• [Task details]:
Print the data exactly as it appears, keeping every word.
——————
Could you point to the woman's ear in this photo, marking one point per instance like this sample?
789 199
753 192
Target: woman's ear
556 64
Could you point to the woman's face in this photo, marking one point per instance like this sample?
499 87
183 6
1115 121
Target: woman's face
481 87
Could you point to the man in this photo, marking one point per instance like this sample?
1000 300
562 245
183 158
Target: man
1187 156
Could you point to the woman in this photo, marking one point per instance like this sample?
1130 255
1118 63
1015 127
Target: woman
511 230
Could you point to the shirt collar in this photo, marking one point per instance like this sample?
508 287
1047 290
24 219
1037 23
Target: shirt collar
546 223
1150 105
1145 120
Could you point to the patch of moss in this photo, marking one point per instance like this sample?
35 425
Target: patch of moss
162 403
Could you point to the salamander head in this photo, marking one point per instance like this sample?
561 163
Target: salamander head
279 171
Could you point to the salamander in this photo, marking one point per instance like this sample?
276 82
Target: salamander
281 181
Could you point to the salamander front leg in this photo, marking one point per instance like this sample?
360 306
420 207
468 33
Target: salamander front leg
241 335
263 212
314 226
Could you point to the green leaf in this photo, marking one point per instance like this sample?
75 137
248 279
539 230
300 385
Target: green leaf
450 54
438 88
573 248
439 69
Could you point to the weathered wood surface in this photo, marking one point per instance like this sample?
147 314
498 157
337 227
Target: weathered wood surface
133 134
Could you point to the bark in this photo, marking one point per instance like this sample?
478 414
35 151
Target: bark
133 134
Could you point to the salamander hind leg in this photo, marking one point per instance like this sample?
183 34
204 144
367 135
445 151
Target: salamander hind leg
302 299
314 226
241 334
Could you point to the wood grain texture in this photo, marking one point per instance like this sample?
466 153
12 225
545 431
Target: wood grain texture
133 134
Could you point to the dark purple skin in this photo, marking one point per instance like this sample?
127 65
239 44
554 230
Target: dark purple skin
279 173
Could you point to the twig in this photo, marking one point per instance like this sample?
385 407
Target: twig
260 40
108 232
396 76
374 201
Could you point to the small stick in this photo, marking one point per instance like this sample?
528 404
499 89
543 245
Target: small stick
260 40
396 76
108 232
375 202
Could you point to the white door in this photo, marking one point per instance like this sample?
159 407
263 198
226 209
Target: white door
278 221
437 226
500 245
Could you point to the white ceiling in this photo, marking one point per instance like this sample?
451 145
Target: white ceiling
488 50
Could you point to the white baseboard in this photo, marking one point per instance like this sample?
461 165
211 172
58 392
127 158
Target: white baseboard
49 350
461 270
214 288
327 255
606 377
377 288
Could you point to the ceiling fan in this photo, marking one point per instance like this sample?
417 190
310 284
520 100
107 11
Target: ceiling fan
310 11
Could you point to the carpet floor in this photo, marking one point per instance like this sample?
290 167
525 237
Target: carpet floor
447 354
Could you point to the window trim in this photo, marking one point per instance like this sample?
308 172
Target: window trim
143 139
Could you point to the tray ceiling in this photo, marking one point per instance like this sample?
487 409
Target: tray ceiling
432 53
——————
• [Solution to this task]:
Could you point to the woman's ear in this photo, marking one point per instance like this sample?
789 199
753 192
Target: woman's ear
556 64
Could you point to the woman's face in this photo, marking one point per instance like this sample?
499 87
183 6
1115 121
Target: woman's face
481 87
Could you point to the man in this photo, marking one point per instance like this sample?
1000 300
562 245
183 158
Target: man
1187 156
Could you point to the woman in this photo, marking one point per instance like this sample?
1130 255
1118 63
1015 127
Target: woman
511 230
Could you point to the shirt collar in this photo, marking one point per instance like this sample?
508 287
1047 290
24 219
1037 23
Target: shirt collar
546 223
1150 105
1145 120
Could you point to the patch of moss in this photo, marking one point per instance like this sample?
35 425
Target: patch of moss
162 403
Could you point to the salamander head in this photo, marking one point per instance like this sample?
561 163
Target: salamander head
279 171
Could you point to the salamander in this photo, marking one point per instance like this sample?
276 82
Target: salamander
281 181
Could you point to the salamander front leg in this photo, marking one point per instance like this sample?
360 306
420 207
468 33
Target: salamander front leg
241 335
263 212
314 226
Could you point to the green leaf in this photo, marking one point per instance like this sample?
75 137
248 279
539 230
300 385
Target: green leaf
450 54
438 88
573 248
439 69
Could you point to the weathered wood surface in this photo, marking one point per instance like this sample?
147 314
498 157
337 227
Target: weathered wood surface
133 134
Could you point to the bark in this photo, marking one point per instance like this sample?
478 414
35 151
Target: bark
133 134
Could you point to the salamander hind leg in this photo, marking one point per instance like this sample?
183 34
204 144
367 135
445 151
Target: salamander hind leg
302 299
314 226
241 334
Could you point to the wood grain texture in this photo, marking one point per instance like this sample?
466 153
12 225
545 431
Target: wood grain texture
133 134
Could you point to the dark purple skin in this photo, marking one point per instance like this sample?
127 65
239 44
554 230
Target: dark purple skin
279 173
Could you point to the twig in this photo, marking one point per instance like this sample?
385 407
Target: twig
260 40
108 232
396 76
374 201
Could you point to the small stick in this photo, marking one point per instance like this sample?
528 404
499 89
543 245
Target: small stick
260 40
396 76
108 232
375 202
Could you point to the white door in this photo, marking one point per instance like this sample?
159 407
263 198
226 209
Target: white door
278 221
437 226
500 245
Could you point to the white ceiling in this photo, marking one point per instance like this sample?
451 145
Target: white ceiling
488 50
Could you point to the white baseboard in this photo, marking one point per instance like this sample?
461 165
211 172
58 392
127 158
Target: white baseboard
49 350
461 270
214 288
327 255
606 377
377 288
Could you point to the ceiling fan in this photo, marking one point per instance like this sample?
417 190
310 284
520 100
107 11
Target: ceiling fan
310 11
Could you point to the carpet floor in this photo, marking one point per instance like this sample?
290 167
525 237
Target: carpet floor
447 354
Could you point to the window trim in this photo, marking one point per instance like this sample?
308 172
Target: window trim
143 139
Could you point to the tray ceiling in this photo, marking one point per instance like this sample?
487 409
Target: tray ceiling
432 53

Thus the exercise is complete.